● Available records
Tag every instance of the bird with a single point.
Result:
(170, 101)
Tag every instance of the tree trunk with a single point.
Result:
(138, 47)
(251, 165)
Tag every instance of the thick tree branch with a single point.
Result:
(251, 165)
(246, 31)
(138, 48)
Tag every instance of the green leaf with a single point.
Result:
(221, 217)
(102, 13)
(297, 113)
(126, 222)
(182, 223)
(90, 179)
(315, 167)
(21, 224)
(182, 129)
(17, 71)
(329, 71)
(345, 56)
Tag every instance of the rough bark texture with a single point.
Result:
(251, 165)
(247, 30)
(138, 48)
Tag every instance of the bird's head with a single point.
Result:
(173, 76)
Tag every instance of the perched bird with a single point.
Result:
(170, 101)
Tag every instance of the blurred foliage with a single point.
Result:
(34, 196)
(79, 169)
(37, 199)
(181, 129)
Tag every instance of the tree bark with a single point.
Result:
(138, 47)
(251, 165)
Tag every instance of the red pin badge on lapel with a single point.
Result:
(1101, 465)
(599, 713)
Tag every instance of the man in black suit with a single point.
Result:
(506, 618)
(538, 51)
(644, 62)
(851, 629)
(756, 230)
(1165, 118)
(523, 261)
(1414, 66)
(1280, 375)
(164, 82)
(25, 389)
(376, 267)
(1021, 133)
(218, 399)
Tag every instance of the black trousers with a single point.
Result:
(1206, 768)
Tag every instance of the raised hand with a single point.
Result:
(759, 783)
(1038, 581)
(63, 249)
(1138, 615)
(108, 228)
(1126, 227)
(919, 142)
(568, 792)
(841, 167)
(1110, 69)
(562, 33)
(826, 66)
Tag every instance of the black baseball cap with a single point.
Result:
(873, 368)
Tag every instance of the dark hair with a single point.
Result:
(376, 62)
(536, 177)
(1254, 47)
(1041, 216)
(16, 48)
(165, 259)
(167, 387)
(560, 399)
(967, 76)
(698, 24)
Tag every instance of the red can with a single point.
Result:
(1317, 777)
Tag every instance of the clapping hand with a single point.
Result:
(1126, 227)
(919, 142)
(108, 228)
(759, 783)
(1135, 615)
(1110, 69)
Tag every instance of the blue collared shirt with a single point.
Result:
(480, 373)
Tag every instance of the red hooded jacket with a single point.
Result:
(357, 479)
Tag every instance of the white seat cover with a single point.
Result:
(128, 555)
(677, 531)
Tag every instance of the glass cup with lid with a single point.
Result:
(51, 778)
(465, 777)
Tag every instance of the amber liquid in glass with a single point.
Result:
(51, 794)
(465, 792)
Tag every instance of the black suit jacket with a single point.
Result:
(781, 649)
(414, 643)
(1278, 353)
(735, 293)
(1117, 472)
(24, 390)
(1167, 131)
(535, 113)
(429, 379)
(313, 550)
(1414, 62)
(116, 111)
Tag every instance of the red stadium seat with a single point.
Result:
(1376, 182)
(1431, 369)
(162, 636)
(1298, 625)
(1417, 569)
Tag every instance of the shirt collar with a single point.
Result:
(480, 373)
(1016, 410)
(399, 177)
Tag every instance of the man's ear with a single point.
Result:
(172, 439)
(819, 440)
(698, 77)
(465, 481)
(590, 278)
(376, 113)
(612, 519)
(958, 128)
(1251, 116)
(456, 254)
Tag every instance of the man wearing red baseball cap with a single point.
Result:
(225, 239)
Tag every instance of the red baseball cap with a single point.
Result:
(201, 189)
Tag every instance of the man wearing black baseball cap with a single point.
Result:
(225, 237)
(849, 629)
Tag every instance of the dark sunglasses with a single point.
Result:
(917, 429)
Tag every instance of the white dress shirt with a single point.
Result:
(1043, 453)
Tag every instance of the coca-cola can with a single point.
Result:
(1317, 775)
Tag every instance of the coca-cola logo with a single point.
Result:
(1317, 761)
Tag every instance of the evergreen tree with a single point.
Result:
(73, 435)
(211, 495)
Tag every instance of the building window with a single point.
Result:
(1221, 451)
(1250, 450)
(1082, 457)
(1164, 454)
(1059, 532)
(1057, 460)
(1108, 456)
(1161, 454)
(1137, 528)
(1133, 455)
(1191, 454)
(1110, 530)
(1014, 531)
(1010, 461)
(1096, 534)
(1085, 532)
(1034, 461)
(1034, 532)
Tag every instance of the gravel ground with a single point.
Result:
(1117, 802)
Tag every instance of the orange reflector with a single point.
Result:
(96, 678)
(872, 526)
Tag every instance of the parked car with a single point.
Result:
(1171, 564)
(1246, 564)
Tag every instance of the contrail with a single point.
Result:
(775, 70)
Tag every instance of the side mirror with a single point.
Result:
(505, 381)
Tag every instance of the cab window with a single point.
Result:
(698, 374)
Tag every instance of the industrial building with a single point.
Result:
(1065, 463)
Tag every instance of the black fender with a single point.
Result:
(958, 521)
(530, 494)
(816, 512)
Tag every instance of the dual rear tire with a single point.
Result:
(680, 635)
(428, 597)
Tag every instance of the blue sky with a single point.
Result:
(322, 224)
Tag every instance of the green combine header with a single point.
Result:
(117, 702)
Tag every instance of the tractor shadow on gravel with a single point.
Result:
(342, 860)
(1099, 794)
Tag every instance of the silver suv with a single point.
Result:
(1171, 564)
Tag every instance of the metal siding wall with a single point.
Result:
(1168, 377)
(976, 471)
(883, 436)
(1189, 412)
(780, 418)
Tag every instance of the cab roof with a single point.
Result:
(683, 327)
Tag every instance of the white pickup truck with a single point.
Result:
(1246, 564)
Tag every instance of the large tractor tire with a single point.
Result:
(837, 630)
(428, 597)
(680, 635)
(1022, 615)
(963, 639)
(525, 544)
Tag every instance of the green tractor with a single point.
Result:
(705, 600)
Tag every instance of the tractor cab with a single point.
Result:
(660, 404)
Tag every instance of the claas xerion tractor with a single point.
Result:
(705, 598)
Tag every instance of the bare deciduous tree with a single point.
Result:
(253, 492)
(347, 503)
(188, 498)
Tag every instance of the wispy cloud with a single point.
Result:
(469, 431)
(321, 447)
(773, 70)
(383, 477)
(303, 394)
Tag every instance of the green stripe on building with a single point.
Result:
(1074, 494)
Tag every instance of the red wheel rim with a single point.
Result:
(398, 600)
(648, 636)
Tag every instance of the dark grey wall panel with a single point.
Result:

● Objective
Can you transcribe all of the rows above, word for word and with every point unchanged?

● Expected output
Tag every instance of the bird with a single point.
Result:
(170, 101)
Tag every instance of the tree trunk with a single point.
Result:
(138, 47)
(251, 165)
Tag every instance of the thick tree branch with a single point.
Result:
(251, 165)
(246, 31)
(138, 48)
Tag every instance of the green leaf with a single point.
Result:
(221, 217)
(102, 13)
(297, 113)
(126, 222)
(182, 223)
(90, 179)
(315, 167)
(21, 224)
(182, 129)
(17, 71)
(329, 71)
(345, 56)
Tag every instance of the rough bark texture with a single point.
Result:
(251, 165)
(247, 30)
(138, 48)
Tag every instance of the bird's head with a single point.
Result:
(173, 76)
Tag every instance of the perched bird with a single point.
Result:
(170, 101)
Tag every instance of the blurred foliage with a single point.
Result:
(34, 196)
(79, 169)
(37, 199)
(181, 129)
Tag every instance of the tree bark with a single point.
Result:
(138, 47)
(251, 165)
Tag every instance of the red pin badge on lapel with a single point.
Result:
(1101, 465)
(599, 713)
Tag every instance of the man in black suit with a single point.
Result:
(506, 618)
(538, 51)
(644, 62)
(851, 629)
(756, 230)
(1165, 118)
(523, 261)
(1414, 66)
(1280, 375)
(164, 82)
(25, 389)
(376, 267)
(1021, 133)
(218, 399)
Tag every instance of the black trousers with a single point.
Result:
(1206, 768)
Tag every instance of the raised hand with a single point.
Result:
(759, 783)
(1038, 581)
(63, 249)
(1138, 615)
(108, 228)
(1126, 227)
(919, 142)
(568, 792)
(841, 167)
(1110, 69)
(562, 33)
(826, 66)
Tag every instance of the black baseball cap with a single point.
Result:
(873, 368)
Tag every instance of the dark hair with a single point.
Result:
(376, 62)
(536, 177)
(1254, 47)
(1041, 216)
(16, 48)
(165, 259)
(167, 387)
(560, 399)
(967, 76)
(698, 24)
Tag every instance of the red can with a single point.
Result:
(1317, 777)
Tag every instance of the clapping hand with a single point.
Result:
(1126, 227)
(919, 142)
(108, 228)
(759, 783)
(1135, 615)
(1110, 69)
Tag every instance of the blue collared shirt with a single point.
Result:
(480, 373)
Tag every instance of the red hooded jacket with a single point.
Result:
(357, 479)
Tag every instance of the white seat cover with a single point.
Result:
(128, 555)
(677, 531)
Tag every instance of the glass cup with lid with a single point.
Result:
(51, 778)
(465, 777)
Tag every instance of the amber liquid in glass with a single point.
Result:
(51, 794)
(465, 792)
Tag every instance of the black suit jacket with a single point.
Result:
(781, 649)
(414, 643)
(1278, 353)
(735, 293)
(1117, 472)
(24, 390)
(1167, 131)
(535, 113)
(429, 379)
(313, 550)
(1414, 62)
(116, 111)
Tag every instance of the red stadium seat with a single point.
Result:
(1376, 182)
(1431, 369)
(162, 636)
(1298, 625)
(1417, 569)
Tag every instance of the shirt collar with a single point.
Result:
(480, 373)
(1016, 410)
(399, 177)
Tag every instance of the man's ear with a single point.
Result:
(172, 439)
(819, 440)
(698, 77)
(465, 481)
(590, 278)
(376, 113)
(612, 519)
(958, 128)
(1251, 116)
(456, 254)
Tag every instance of the man wearing red baseball cap with a single point.
Result:
(225, 239)
Tag every instance of the red baseball cap with a single point.
Result:
(201, 189)
Tag every instance of the man wearing black baseball cap with a single point.
Result:
(225, 237)
(849, 629)
Tag every instance of the dark sunglasses with a single point.
Result:
(917, 429)
Tag every instance of the white dress shirt with a single point.
Result:
(1043, 453)
Tag every instance of the coca-cola can with a single point.
Result:
(1317, 775)
Tag every instance of the coca-cola logo with a single point.
Result:
(1317, 761)
Tag every instance of the evergreen tree with a single point.
Result:
(73, 435)
(211, 495)
Tag every instance of the building window with a single point.
Result:
(1221, 451)
(1250, 450)
(1082, 457)
(1164, 454)
(1059, 532)
(1057, 460)
(1108, 456)
(1161, 454)
(1137, 528)
(1133, 455)
(1191, 454)
(1110, 530)
(1014, 531)
(1010, 461)
(1096, 534)
(1085, 532)
(1034, 461)
(1034, 532)
Tag every instance of the gravel ground with a single point.
Result:
(1117, 802)
Tag every instance of the orange reflector with a single point.
Result:
(96, 678)
(872, 526)
Tag every instance of the parked car with a single point.
Result:
(1171, 564)
(1246, 564)
Tag every instance of the contrail with a single point.
Result:
(775, 70)
Tag every instance of the side mirror with a single point.
Result:
(505, 381)
Tag every instance of the cab window with a single point.
Result:
(698, 374)
Tag every instance of the industrial building with a single point.
Result:
(1065, 463)
Tag every instance of the black fender with a single point.
Result:
(958, 521)
(530, 494)
(816, 512)
Tag every instance of the dual rear tire with a single point.
Result:
(680, 635)
(428, 597)
Tag every instance of the blue sky with a single point.
Result:
(322, 224)
Tag every instance of the green combine header with a single point.
Result:
(117, 702)
Tag every instance of the tractor shadow on gravel with a single point.
Result:
(342, 860)
(1099, 794)
Tag every instance of the silver suv with a single point.
Result:
(1171, 564)
Tag every instance of the metal siding wall with a single point.
Result:
(1168, 377)
(976, 471)
(883, 436)
(1189, 412)
(780, 418)
Tag every instance of the cab roof with a single point.
Result:
(683, 327)
Tag every instance of the white pickup truck with a single point.
Result:
(1246, 564)
Tag every instance of the large tractor tire with a single point.
Result:
(837, 630)
(428, 597)
(680, 635)
(1022, 615)
(963, 639)
(525, 544)
Tag every instance of the green tractor with a single point.
Result:
(705, 600)
Tag every instance of the tractor cab with a single point.
Result:
(660, 404)
Tag every instance of the claas xerion tractor with a single point.
Result:
(705, 598)
Tag every instance of the bare deciduous tree with a single point.
Result:
(253, 492)
(347, 503)
(188, 498)
Tag every instance of the wispy cloud with a single point.
Result:
(469, 431)
(321, 447)
(773, 70)
(383, 477)
(303, 394)
Tag every instance of the green stripe on building with a single point.
Result:
(1074, 494)
Tag every instance of the red wheel rim with a single point.
Result:
(398, 600)
(648, 636)
Tag every instance of the dark grey wall panel with a single point.
Result:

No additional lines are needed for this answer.